(Given problem):
Rewrite the entries below, starting at the first entry and ending at the line that contains "x=195 y=118", with every answer coordinate multiplied by 2 and rounded to a whole number, halves rounded up. Reproduce the requests and their sample positions unchanged, and leave the pictures out.
++++ Extracted entries
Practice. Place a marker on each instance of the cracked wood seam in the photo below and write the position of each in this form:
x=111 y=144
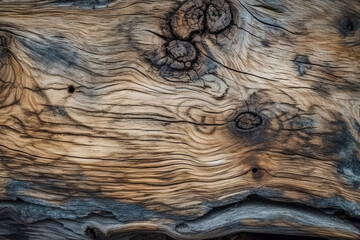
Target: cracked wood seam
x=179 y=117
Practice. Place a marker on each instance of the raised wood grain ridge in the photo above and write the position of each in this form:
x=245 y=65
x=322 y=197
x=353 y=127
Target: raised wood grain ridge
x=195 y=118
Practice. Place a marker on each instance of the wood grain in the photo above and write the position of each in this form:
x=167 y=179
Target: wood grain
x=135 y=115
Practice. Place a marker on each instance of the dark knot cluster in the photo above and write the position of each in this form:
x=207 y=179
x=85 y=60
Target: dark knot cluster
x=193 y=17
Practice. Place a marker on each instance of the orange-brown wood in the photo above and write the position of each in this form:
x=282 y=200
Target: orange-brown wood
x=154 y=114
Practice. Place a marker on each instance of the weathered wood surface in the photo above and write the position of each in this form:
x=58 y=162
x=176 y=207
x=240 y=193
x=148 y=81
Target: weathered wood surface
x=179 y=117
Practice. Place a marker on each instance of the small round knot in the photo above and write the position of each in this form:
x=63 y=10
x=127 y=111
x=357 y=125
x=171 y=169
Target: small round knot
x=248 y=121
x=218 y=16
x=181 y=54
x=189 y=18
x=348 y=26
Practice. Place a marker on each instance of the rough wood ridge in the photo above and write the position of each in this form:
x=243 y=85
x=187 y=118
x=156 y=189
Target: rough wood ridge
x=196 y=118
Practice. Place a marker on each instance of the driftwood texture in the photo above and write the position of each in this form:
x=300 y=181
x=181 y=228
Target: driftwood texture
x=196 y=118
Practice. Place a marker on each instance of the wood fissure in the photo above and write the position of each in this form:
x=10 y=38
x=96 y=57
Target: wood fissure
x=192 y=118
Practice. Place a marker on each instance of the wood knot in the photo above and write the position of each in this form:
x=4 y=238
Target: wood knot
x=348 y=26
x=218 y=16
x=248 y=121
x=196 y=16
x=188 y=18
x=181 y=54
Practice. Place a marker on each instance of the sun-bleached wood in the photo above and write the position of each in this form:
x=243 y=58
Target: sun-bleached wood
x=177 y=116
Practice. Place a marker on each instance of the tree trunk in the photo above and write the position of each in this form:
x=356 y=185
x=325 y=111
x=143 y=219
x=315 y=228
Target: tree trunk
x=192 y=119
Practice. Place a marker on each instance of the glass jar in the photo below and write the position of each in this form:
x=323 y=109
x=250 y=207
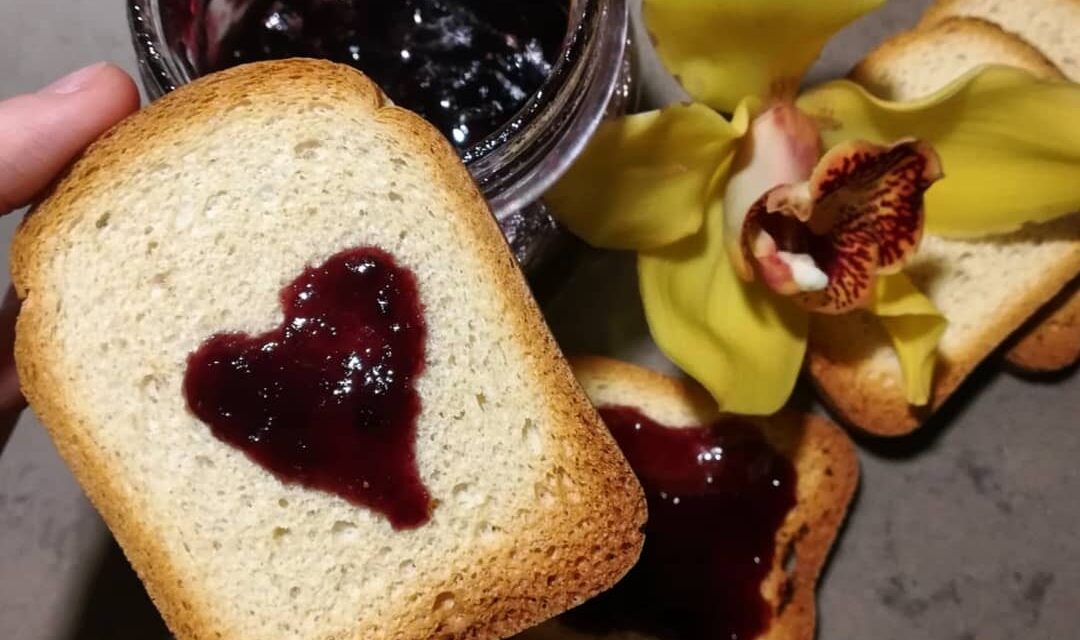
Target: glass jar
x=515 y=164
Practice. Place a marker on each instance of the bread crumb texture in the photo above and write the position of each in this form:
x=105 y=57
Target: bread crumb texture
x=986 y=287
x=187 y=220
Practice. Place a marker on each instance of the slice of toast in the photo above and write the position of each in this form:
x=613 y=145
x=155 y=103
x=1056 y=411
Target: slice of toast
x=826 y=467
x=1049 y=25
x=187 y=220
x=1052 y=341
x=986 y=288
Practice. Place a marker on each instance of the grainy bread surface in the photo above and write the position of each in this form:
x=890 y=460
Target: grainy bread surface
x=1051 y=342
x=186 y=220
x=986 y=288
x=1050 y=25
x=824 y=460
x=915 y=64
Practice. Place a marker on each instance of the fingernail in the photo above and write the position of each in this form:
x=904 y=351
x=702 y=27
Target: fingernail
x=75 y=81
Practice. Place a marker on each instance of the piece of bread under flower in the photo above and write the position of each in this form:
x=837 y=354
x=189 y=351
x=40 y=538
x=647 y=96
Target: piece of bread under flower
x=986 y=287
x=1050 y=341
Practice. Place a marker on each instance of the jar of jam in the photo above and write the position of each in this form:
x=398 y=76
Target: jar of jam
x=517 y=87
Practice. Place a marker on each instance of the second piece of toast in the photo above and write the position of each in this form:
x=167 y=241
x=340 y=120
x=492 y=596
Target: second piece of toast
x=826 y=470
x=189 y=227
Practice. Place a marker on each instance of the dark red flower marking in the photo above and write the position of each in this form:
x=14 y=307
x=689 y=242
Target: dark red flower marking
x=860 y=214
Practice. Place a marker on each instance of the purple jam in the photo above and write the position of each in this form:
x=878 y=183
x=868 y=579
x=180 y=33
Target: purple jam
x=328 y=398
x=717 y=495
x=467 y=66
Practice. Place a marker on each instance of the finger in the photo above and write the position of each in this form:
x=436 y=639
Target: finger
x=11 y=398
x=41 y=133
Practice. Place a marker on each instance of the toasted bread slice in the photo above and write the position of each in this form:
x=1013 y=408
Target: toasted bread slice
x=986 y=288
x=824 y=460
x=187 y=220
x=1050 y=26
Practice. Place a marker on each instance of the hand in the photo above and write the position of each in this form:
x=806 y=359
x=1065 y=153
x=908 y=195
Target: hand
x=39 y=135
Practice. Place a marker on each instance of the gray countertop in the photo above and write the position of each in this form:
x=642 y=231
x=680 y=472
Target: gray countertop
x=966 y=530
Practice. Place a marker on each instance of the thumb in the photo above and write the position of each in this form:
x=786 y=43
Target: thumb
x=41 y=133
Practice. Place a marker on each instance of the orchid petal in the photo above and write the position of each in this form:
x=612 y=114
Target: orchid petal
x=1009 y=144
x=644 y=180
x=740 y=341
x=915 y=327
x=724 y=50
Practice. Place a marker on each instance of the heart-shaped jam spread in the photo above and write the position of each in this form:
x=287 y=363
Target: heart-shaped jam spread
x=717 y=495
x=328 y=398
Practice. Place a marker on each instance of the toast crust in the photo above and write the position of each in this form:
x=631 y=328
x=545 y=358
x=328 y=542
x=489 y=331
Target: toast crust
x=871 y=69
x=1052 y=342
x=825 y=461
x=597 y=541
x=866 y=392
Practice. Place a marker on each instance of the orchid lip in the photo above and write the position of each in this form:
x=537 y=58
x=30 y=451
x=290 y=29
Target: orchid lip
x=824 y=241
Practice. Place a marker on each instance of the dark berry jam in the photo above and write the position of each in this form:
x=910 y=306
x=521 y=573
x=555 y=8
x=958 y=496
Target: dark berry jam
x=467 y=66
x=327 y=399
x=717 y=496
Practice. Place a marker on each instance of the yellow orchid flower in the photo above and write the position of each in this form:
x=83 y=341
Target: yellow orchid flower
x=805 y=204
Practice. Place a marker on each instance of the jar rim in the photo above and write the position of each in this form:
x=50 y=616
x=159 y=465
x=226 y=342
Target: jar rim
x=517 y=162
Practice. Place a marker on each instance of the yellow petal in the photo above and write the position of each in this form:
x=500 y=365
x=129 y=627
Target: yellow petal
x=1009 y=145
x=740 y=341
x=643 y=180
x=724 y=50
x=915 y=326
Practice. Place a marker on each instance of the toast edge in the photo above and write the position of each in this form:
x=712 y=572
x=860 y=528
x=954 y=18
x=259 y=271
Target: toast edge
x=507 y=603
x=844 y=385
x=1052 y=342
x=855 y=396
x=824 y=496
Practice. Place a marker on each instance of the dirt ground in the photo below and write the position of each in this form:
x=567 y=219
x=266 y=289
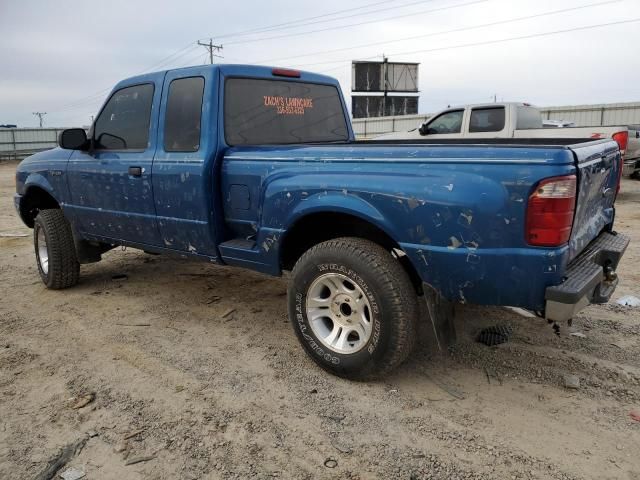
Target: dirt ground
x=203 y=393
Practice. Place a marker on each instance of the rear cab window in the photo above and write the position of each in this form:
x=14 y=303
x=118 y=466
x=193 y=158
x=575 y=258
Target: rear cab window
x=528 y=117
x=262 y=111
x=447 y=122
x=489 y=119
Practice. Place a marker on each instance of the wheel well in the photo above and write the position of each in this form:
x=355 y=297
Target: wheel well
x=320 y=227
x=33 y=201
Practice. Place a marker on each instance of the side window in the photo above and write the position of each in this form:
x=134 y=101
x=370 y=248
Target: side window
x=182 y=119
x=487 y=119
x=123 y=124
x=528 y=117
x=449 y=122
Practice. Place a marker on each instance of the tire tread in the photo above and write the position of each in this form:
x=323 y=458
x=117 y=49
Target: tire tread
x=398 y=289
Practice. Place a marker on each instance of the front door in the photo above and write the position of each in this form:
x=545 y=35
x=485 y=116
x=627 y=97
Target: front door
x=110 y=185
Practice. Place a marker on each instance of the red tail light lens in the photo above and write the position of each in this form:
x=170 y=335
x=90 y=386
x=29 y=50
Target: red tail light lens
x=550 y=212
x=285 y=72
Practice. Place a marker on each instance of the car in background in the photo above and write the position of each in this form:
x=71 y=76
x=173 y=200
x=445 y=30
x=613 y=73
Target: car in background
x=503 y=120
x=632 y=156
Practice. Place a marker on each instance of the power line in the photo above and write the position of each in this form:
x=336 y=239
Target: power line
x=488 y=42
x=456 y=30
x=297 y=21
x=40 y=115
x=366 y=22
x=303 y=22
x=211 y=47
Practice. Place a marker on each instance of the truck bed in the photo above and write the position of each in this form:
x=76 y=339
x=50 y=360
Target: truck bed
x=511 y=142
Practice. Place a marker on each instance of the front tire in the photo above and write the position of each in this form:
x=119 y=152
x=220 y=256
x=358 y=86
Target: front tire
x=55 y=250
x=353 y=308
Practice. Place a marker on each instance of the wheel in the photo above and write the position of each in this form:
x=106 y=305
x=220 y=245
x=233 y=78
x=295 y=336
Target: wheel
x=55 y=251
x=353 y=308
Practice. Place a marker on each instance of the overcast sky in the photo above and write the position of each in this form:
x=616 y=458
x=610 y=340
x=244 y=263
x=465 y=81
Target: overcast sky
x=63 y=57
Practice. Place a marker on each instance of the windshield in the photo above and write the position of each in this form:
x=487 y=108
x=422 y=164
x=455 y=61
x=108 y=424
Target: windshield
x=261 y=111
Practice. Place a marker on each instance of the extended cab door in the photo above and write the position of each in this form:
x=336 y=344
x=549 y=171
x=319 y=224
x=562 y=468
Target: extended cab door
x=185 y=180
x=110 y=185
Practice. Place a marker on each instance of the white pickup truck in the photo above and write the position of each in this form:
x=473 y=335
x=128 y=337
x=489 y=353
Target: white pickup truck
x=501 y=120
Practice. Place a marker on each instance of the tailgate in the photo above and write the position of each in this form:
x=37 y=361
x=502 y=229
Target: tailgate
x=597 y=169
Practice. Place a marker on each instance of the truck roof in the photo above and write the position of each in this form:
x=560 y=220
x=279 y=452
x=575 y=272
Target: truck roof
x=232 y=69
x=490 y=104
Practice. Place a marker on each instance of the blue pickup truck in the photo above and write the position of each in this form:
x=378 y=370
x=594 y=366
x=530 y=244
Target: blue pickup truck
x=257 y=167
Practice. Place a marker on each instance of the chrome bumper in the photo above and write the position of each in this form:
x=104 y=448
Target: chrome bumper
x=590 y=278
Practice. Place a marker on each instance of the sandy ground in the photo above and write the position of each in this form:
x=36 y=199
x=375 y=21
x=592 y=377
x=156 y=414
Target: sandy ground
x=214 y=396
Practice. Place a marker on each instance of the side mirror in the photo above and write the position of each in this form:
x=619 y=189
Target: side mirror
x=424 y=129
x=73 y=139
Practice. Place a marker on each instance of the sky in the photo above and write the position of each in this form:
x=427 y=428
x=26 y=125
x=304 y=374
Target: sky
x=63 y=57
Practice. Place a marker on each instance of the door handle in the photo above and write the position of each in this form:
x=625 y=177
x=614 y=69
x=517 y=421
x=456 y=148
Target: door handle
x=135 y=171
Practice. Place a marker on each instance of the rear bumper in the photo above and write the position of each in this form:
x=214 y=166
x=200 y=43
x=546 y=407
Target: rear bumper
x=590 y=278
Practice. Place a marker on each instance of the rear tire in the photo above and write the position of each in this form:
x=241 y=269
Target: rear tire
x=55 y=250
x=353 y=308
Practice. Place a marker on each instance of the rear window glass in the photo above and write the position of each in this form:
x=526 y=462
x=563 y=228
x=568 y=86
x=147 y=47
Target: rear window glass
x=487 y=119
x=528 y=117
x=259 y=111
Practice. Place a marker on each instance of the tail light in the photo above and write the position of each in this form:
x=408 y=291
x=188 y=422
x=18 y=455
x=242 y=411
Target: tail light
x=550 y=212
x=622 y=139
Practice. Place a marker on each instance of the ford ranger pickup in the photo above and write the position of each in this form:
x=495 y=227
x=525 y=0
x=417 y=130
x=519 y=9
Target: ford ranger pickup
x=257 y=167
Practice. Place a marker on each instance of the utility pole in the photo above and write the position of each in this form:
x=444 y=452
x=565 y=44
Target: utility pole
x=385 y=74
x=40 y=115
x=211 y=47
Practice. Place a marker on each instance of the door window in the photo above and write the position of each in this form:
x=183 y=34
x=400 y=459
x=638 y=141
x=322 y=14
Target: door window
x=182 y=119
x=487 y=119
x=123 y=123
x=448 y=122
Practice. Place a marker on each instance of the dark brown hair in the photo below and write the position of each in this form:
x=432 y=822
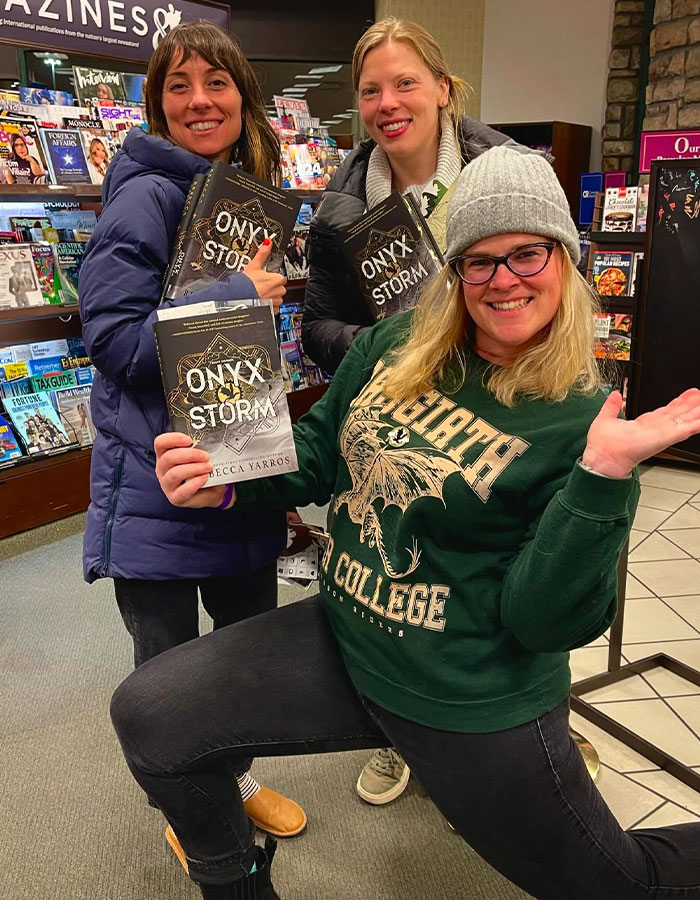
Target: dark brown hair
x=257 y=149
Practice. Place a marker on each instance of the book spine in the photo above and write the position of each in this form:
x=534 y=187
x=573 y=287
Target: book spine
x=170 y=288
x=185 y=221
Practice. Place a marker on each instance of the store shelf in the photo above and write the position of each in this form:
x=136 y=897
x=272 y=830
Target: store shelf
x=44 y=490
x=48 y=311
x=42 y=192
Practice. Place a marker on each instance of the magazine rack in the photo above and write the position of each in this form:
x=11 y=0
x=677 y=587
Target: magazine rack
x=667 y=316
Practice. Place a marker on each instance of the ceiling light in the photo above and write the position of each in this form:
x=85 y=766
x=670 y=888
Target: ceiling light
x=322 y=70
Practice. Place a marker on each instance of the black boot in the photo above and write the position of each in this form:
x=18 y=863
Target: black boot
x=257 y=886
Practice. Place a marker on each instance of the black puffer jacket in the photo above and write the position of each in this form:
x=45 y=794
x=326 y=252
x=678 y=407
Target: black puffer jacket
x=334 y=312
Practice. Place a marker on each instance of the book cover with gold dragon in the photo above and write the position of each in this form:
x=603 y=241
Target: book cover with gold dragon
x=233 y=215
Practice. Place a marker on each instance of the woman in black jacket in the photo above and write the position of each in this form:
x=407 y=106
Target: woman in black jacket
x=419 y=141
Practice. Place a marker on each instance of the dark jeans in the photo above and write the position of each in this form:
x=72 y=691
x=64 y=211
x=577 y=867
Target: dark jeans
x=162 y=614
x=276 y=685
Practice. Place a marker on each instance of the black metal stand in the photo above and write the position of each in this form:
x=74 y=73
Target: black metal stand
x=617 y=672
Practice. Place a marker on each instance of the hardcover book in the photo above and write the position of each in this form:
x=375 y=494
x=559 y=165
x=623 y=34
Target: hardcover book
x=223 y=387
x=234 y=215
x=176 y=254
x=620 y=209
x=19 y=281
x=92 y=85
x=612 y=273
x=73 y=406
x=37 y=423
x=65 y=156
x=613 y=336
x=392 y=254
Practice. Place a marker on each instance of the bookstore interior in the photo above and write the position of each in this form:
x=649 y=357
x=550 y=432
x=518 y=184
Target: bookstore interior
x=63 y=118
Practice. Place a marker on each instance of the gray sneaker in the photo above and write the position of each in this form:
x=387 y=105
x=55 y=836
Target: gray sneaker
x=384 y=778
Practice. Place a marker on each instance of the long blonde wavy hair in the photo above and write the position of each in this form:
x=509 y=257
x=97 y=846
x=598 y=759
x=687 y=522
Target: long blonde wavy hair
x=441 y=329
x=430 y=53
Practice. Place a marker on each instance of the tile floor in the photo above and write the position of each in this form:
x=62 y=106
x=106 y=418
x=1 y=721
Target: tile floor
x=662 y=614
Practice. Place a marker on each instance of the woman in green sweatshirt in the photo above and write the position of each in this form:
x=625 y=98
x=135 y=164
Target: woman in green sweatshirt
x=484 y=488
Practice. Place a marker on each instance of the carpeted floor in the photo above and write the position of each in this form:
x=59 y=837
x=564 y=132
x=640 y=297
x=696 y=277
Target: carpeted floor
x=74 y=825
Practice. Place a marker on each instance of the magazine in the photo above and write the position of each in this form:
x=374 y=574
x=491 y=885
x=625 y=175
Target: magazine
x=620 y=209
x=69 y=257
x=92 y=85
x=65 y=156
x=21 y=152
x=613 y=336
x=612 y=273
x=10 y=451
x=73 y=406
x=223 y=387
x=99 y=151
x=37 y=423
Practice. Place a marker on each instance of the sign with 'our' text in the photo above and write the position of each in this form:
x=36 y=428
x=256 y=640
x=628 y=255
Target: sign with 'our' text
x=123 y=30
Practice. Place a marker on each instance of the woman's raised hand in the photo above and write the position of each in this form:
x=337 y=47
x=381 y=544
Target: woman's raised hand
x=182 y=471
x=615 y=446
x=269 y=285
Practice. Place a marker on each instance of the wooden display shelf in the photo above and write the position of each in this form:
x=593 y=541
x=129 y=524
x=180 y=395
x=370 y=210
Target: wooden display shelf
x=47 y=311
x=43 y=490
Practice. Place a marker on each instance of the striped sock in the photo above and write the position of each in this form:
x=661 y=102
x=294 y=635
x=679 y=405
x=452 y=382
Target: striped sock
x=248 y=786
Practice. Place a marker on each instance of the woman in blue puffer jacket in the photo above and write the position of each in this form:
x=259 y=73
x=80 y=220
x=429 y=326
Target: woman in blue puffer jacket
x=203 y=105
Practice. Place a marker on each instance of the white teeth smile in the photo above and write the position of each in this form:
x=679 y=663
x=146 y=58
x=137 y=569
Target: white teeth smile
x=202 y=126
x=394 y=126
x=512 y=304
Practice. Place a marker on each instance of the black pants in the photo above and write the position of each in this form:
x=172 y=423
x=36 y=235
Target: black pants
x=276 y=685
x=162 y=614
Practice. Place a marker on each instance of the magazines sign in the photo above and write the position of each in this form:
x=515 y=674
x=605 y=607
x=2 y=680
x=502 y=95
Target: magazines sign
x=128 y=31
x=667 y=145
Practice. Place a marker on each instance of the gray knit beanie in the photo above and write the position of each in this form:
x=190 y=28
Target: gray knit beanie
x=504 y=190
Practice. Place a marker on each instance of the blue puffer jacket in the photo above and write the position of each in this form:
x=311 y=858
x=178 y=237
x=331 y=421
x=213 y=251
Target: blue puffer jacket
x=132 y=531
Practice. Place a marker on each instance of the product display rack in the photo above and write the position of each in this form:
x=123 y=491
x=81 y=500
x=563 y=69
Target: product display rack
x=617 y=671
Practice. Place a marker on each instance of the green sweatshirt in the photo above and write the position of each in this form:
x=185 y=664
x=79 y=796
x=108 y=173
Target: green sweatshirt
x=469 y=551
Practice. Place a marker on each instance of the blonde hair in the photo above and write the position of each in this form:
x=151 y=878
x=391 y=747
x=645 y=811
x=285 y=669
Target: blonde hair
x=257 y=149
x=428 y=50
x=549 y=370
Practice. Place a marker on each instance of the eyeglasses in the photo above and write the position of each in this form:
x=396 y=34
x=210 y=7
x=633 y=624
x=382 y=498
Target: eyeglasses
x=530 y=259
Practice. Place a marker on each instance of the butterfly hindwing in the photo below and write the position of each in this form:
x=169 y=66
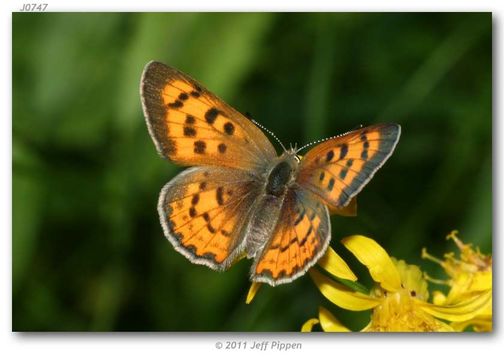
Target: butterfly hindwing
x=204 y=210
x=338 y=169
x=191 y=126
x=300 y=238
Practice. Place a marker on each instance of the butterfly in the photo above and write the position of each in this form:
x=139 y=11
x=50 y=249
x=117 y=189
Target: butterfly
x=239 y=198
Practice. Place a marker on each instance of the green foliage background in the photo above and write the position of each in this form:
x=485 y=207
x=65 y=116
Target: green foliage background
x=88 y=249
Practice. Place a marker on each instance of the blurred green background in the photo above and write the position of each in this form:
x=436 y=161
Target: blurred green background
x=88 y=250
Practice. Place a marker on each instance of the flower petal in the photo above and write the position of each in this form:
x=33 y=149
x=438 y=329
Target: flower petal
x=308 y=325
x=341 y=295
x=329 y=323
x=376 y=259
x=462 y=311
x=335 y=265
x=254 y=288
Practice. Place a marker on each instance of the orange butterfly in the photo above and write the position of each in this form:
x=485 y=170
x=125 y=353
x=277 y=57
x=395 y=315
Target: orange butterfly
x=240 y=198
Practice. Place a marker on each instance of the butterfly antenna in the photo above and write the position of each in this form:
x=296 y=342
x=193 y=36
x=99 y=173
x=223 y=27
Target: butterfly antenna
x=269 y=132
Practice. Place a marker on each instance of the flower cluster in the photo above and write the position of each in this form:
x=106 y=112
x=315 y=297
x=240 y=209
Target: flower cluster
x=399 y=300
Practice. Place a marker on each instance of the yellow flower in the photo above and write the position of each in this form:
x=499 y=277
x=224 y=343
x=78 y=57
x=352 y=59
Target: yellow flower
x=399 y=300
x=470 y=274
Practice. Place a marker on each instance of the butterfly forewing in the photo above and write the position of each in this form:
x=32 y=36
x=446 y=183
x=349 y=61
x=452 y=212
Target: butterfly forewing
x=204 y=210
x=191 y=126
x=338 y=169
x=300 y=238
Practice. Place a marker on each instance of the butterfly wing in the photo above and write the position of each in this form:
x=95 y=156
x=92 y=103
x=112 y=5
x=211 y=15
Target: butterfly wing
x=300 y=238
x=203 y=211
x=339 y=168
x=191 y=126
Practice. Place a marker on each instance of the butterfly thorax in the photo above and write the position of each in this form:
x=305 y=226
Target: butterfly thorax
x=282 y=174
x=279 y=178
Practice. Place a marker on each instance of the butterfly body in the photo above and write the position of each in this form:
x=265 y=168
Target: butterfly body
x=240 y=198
++++++++
(Answer to the task):
Practice. Place a marker on each instance of the cracked wood seam in the photo below and write the position of each in this form:
x=111 y=144
Target: cracked wood seam
x=358 y=234
Practice. Place a marker on each instance of the raised wood grain ridge in the photo above and write the position of each in this form:
x=245 y=65
x=322 y=197
x=353 y=127
Target: raised wood grain ridge
x=390 y=236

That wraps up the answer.